Available records -
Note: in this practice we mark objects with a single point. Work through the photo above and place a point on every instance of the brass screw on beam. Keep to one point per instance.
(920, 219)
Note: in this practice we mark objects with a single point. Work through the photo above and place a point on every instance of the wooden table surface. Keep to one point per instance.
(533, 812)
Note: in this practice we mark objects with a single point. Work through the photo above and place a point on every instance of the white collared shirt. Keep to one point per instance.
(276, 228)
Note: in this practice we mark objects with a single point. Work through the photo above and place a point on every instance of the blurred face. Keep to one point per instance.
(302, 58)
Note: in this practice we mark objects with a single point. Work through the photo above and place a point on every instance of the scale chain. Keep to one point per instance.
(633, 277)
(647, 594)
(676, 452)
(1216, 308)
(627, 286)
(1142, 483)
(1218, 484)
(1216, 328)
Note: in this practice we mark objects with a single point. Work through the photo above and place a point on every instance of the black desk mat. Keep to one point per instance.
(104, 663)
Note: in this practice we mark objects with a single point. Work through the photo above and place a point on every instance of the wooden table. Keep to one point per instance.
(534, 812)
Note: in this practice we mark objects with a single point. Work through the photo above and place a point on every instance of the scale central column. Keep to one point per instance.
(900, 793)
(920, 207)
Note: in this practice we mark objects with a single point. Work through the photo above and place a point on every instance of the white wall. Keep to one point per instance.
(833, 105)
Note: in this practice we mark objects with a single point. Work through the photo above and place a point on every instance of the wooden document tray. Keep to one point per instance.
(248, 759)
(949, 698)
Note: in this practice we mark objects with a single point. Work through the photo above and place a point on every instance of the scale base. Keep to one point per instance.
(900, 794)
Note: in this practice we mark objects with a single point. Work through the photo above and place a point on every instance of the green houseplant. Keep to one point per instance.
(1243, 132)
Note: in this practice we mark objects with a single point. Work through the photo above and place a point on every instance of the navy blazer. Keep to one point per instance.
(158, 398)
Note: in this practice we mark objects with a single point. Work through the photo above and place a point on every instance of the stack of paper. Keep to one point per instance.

Directive -
Reproduce the entries in the stretch from the line containing "base. Keep to one point per instance." through the line containing "(1243, 132)", with both ends included and the requests kept unchanged. Multiply each point coordinate in the answers by 1.05 and round it to a whole number, rounding halves up, and return only those lines.

Solution -
Note: in this practice we mark objects with a single point. Work through the photo above and place a point on every instance of the scale base. Keep to one point per instance.
(945, 834)
Note: in this practice we mark objects with a single point. Work through the photo above and place a point on every instance of the green houseplant. Keep to one point per instance.
(1305, 139)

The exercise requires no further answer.